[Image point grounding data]
========

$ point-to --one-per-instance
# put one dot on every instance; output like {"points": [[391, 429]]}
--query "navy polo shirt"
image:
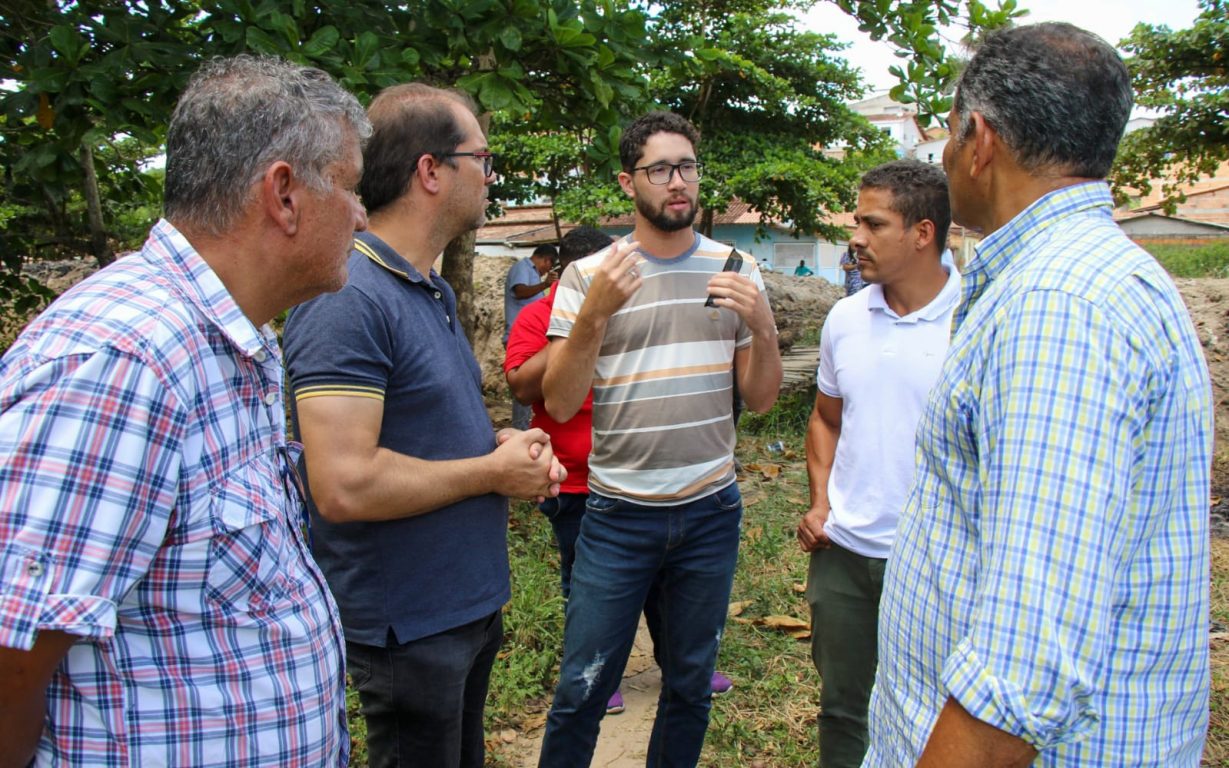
{"points": [[393, 336]]}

========

• Your assignment: Your answer must be a single number: how many lines of the entries above contain the string "instance".

• Answer box: 2